- [KUTIPAN TEKS]:
* * *

3.       Struktur Batin (Deep Structure)
Sebuah kata memiliki struktur yang banyak dan ada di tempat yang berbeda. Meski demikian, makna kata tersebut selalu teratur dalam suatu sistem atau sistem-sistem yang lain. Dalam bidang semantik, ini disebut dengan “Struktur Batin”. Struktur batin (Deep Structure) secara general adalah mengungkap fakta pada dataran yang lebih abstrak dan riil, sehingga fakta tersebut tidak menimbulkan kekaburan dalam dataran manapun, dan semua ciri struktural dapat diungkap dengan jelas ke permukaan. Analisis struktur batin yang terdapat dalam Alquran secara definitif adalah mengungkap kecenderungan kosakata dalam Alquran dalam ayat tertentu dengan konteks yang menyertainya
4.       Bidang semantik (Semantic Field)

* * *

- [DAFTAR TUGAS]:
A: Jawablah pertanyaan berikut dengan merujuk pada kutipan tentang struktur batin di atas.
(i) Dalam bidang semantik, keteraturan makna kata dalam suatu sistem atau sistem-sistem yang lain disebut apa?
(ii) Menurut kutipan, analisis struktur batin dalam Alquran mengungkap kecenderungan kosakata dalam ayat tertentu beserta apa?
(iii) Apa padanan bahasa Inggris untuk "Bidang semantik" yang tercantum pada judul terakhir?
B: Tentukan apakah setiap pernyataan berikut sesuai dengan kutipan tentang struktur batin di atas, lalu sertakan kata-kata penentunya dari kutipan.
(i) Sebuah kata hanya memiliki satu struktur.
(ii) Struktur batin mengungkap fakta pada dataran yang lebih abstrak dan riil.
(iii) Melalui struktur batin, semua ciri struktural dapat diungkap dengan jelas ke permukaan.

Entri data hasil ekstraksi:
* * *

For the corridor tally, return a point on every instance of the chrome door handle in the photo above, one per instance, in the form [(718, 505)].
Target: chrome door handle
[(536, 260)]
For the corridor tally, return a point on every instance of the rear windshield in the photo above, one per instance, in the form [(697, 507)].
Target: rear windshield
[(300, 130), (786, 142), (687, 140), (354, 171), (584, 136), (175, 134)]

* * *

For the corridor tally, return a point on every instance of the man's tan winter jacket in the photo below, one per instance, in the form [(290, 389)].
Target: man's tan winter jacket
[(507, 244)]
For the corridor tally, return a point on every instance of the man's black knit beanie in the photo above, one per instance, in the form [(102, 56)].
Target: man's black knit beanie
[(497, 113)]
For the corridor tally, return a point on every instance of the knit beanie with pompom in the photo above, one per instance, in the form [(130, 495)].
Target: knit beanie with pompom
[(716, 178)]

* * *

- [KUNCI JAWABAN]:
A:
(i) Struktur Batin
(ii) Konteks yang menyertainya
(iii) Semantic Field

B:
(i) Tidak: "Sebuah kata memiliki struktur yang banyak dan ada di tempat yang berbeda."
(ii) Ya: "mengungkap fakta pada dataran yang lebih abstrak dan riil"
(iii) Ya: "semua ciri struktural dapat diungkap dengan jelas ke permukaan"